WHAT TO PRODUCE ::
Your answer must contain each line of the data, copied exactly.

Stored data entries

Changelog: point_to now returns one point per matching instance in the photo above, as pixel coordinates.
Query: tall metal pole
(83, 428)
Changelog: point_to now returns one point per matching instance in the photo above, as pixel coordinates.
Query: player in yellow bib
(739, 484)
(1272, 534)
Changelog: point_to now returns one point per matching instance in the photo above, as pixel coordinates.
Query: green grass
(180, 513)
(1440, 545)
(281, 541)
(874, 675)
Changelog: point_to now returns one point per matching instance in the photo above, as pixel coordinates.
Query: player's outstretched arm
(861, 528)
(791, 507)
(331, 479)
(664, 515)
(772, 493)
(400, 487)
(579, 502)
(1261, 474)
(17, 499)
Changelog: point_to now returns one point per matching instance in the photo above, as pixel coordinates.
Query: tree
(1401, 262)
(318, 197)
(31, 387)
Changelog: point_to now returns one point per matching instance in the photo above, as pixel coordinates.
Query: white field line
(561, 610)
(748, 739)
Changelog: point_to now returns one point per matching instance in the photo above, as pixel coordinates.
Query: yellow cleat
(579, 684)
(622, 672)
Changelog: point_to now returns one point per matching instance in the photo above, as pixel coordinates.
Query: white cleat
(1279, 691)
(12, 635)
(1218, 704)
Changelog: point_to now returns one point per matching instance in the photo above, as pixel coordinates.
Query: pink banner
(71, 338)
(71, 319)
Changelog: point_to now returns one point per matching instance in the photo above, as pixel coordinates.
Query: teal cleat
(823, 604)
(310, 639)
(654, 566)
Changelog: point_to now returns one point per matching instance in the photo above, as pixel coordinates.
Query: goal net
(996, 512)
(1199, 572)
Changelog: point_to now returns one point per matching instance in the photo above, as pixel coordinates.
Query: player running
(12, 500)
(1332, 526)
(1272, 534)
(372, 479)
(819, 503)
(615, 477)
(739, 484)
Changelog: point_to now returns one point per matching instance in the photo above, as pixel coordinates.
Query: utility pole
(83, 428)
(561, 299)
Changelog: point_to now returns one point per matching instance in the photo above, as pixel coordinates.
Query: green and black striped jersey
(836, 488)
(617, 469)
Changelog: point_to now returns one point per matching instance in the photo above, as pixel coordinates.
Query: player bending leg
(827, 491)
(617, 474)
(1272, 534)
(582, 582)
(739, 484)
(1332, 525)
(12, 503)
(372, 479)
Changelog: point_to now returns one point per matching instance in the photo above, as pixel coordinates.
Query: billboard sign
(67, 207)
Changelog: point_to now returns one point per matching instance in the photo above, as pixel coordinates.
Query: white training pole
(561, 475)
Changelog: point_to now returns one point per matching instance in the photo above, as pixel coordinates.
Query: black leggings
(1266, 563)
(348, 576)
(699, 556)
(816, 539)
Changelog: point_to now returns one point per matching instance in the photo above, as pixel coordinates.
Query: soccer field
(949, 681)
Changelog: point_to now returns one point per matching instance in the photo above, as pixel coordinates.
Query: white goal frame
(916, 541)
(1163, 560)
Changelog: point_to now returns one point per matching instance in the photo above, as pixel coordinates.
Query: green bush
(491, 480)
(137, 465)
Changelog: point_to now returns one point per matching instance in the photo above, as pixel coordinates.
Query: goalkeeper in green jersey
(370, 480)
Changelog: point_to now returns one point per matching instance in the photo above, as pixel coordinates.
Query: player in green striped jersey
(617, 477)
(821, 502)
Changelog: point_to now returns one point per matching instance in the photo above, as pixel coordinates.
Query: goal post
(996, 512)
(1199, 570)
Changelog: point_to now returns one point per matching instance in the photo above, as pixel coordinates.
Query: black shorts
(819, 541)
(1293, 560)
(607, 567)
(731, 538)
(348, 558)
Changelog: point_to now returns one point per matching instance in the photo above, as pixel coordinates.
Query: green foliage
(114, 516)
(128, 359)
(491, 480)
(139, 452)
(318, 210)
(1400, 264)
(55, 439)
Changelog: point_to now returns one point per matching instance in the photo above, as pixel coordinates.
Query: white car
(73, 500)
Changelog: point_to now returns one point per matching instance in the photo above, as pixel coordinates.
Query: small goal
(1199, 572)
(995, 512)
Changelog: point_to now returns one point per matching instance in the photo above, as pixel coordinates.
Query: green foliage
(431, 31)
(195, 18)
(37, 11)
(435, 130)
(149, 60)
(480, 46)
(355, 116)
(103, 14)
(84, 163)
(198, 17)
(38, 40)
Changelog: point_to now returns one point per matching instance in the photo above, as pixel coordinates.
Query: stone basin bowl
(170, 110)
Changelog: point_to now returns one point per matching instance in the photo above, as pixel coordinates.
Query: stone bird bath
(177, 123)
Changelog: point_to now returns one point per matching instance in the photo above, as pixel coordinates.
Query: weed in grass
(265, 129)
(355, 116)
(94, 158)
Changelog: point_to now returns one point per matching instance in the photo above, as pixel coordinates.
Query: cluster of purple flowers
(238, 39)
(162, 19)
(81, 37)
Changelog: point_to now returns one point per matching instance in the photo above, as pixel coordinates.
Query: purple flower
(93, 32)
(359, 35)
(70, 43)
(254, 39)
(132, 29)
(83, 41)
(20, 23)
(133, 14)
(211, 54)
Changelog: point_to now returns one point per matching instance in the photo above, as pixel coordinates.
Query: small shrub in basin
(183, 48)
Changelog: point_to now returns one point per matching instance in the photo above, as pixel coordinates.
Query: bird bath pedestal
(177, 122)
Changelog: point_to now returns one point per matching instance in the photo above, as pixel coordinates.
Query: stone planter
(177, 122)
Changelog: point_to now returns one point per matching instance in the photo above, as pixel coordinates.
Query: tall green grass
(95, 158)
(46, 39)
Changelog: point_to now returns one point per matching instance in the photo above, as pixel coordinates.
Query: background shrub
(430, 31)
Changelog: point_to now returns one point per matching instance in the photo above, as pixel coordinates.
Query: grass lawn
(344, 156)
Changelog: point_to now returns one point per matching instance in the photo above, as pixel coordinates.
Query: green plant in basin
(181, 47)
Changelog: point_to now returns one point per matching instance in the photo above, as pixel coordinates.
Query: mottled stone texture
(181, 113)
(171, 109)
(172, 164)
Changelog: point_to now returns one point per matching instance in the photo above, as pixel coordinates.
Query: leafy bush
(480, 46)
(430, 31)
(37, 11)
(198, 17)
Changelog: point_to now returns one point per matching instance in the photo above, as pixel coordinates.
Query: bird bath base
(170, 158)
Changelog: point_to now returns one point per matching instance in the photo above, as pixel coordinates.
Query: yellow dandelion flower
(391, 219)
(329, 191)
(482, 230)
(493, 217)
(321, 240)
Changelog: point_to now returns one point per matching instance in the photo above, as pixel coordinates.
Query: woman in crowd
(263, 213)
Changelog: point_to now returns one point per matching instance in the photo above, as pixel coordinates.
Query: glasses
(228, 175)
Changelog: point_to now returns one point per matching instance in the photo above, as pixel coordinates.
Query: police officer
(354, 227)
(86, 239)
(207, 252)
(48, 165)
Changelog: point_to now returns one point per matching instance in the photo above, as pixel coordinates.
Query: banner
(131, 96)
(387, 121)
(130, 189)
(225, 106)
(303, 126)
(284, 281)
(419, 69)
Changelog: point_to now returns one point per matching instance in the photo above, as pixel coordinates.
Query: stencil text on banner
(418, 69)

ANSWER BELOW ::
Changelog: point_to now returns one point per matching instance in the photo above, as pixel coordinates.
Query: tall metal pole
(83, 428)
Changelog: point_to now returns one point per matching instance in the photo above, as pixel coordinates.
Query: player in yellow bib
(739, 484)
(1272, 534)
Changelog: point_to now returns one point per matching instance in the photo above, as pixel coordinates.
Query: green grass
(180, 513)
(1440, 545)
(281, 541)
(874, 675)
Changelog: point_to now returns one point per matching instance in the photo above, as pixel coordinates.
Query: player's outstretched arm
(861, 528)
(791, 507)
(331, 479)
(664, 515)
(772, 493)
(400, 487)
(579, 502)
(1261, 474)
(17, 499)
Changelog: point_to now returns one point per matching instance in the photo above, as pixel coordinates.
Query: tree
(1401, 262)
(318, 197)
(31, 387)
Changelog: point_to now returns one point per matching instance in the photo above, as pixel coordinates.
Query: white field line
(561, 610)
(748, 739)
Changelog: point_to now returns one point per matching instance in the photo above, as pixel coordinates.
Query: yellow cleat
(579, 684)
(622, 672)
Changelog: point_to now returns one point per matching instance in the photo above, as pixel coordinates.
Query: white cleat
(1279, 691)
(12, 635)
(1218, 704)
Changelog: point_to now returns one point per matching instance in the photo above, as pixel coordinates.
Query: pink banner
(71, 338)
(71, 319)
Changelog: point_to now returns one point per matching instance in the photo above, as pixel coordinates.
Query: teal cleat
(823, 604)
(310, 639)
(654, 566)
Changelog: point_to now returns one point per matching instance in the photo above, as pixel coordinates.
Query: goal net
(996, 512)
(1199, 572)
Changelog: point_to now returns one point per matching instance in the photo above, as pixel coordinates.
Query: player running
(12, 500)
(1332, 526)
(1272, 534)
(372, 479)
(819, 503)
(615, 477)
(739, 484)
Changelog: point_to now returns one point per matching instance in the photo above, as pixel coordinates.
Query: utility pole
(83, 428)
(561, 299)
Changelog: point_to now returns one point per matching instance in the photo above, as pixel coordinates.
Query: green and black striped jersey
(836, 488)
(617, 469)
Changelog: point_to now returns one point per matching instance in the photo above, as pixel coordinates.
Query: player bending leg
(827, 491)
(617, 474)
(1272, 534)
(582, 582)
(739, 484)
(1332, 525)
(12, 503)
(372, 479)
Changelog: point_to now returns one point per matching instance in the photo above, as pixel coordinates.
Query: billboard sign
(67, 207)
Changelog: point_to now returns one point per matching instance in the photo above, as pixel coordinates.
Query: white training pole
(561, 475)
Changelog: point_to now returns one point per matching instance in the photo above, as pixel coordinates.
Query: black leggings
(1266, 563)
(348, 576)
(699, 556)
(816, 539)
Changelog: point_to now returns one point per matching instance in the photo above, as pixel coordinates.
Query: soccer field
(949, 681)
Changelog: point_to now returns one point per matching instance in the photo above, as pixel coordinates.
Query: white goal frame
(916, 541)
(1163, 560)
Changelog: point_to now returns one point per matching instance in the photo above, as pixel coordinates.
Query: green bush
(491, 480)
(137, 465)
Changelog: point_to now returns one point per matching instance in the photo above, as pixel coordinates.
Query: goalkeeper in green jersey
(370, 480)
Changelog: point_to now returns one point per matching instance in the photo above, as pixel coordinates.
Query: player in green striped jersey
(617, 477)
(821, 502)
Changelog: point_to now returns one point per matching instance in the photo above, as pixel coordinates.
Query: goal post
(996, 512)
(1199, 570)
Changelog: point_to now returns one point per matching instance in the photo above, as pixel coordinates.
Query: black shorts
(819, 541)
(1293, 560)
(607, 567)
(731, 538)
(348, 558)
Changelog: point_to now returns one point per matching instance in the photo above, as pixel coordinates.
Query: green foliage
(114, 516)
(128, 359)
(491, 480)
(139, 452)
(318, 210)
(1400, 264)
(55, 439)
Changelog: point_to now returns one point per matching instance in the photo above, as pixel coordinates.
Query: white car
(73, 500)
Changelog: point_to now returns one point per matching instance in the photo above, as pixel coordinates.
Query: small goal
(1199, 572)
(995, 512)
Changelog: point_to now returns one point per matching instance in the photo above, as pixel coordinates.
Query: green foliage
(431, 31)
(195, 18)
(37, 11)
(435, 130)
(149, 60)
(480, 46)
(355, 116)
(103, 14)
(84, 163)
(198, 17)
(38, 40)
Changelog: point_to now returns one point per matching instance in the photo above, as pixel coordinates.
Query: stone basin bowl
(170, 110)
Changelog: point_to now returns one point per matching instance in the photo above, as pixel coordinates.
Query: stone bird bath
(177, 123)
Changelog: point_to now returns one point per matching instance in the photo above, as pixel coordinates.
Query: weed in grass
(265, 129)
(355, 116)
(94, 158)
Changelog: point_to now returns one point per matching instance in the photo above, as pixel coordinates.
Query: cluster of purple flowers
(238, 39)
(162, 19)
(81, 37)
Changelog: point_to now returns one point per matching instance in the photo above, as pixel coordinates.
Query: purple flower
(93, 32)
(359, 35)
(70, 43)
(254, 39)
(132, 29)
(83, 41)
(20, 23)
(133, 14)
(211, 54)
Changelog: point_to now returns one point per matching instance in the photo above, as pixel coordinates.
Query: small shrub in basin
(183, 48)
Changelog: point_to now returns one point per matching instance in the photo above, as pixel coordinates.
Query: bird bath pedestal
(177, 122)
Changelog: point_to now returns one point per matching instance in the photo above, as pixel coordinates.
Query: stone planter
(177, 122)
Changelog: point_to now returns one point per matching instance in the photo above, as pixel coordinates.
Query: tall green grass
(95, 158)
(46, 39)
Changelog: point_to now returns one point per matching instance in the photo above, as pixel coordinates.
Query: background shrub
(430, 31)
Changelog: point_to now returns one point per matching instance in the photo above, as pixel coordinates.
Query: grass lawn
(344, 156)
Changelog: point_to now returns one point per matching instance in the photo above, as pixel coordinates.
Query: green plant in basin
(181, 47)
Changelog: point_to now returns one point per matching instance in the photo above, as pixel coordinates.
Query: mottled stone texture
(181, 113)
(171, 109)
(172, 164)
Changelog: point_to now returns one point per matching instance in the photo above, as pixel coordinates.
Query: leafy bush
(480, 46)
(430, 31)
(37, 11)
(198, 17)
Changelog: point_to now returns one point per matching instance in the photo above, as pixel coordinates.
Query: bird bath base
(170, 158)
Changelog: point_to now returns one point per matching instance in the photo above, as pixel coordinates.
Query: yellow dandelion flower
(391, 219)
(329, 191)
(482, 230)
(493, 217)
(321, 240)
Changelog: point_to now returns one point per matching instance in the photo above, as pixel coordinates.
Query: woman in crowd
(263, 213)
Changelog: point_to now returns one point per matching instance in the photo above, as pixel coordinates.
Query: glasses
(228, 175)
Changelog: point_to now returns one point per matching instance in the photo above, as pixel coordinates.
Query: police officer
(354, 227)
(86, 239)
(207, 252)
(48, 165)
Changelog: point_to now returns one point per matching instance in the photo above, as pixel coordinates.
Query: banner
(131, 96)
(387, 121)
(130, 189)
(225, 106)
(303, 126)
(284, 281)
(419, 69)
Changelog: point_to now returns one point per matching instance in the photo above, as pixel coordinates.
Query: stencil text on banner
(418, 69)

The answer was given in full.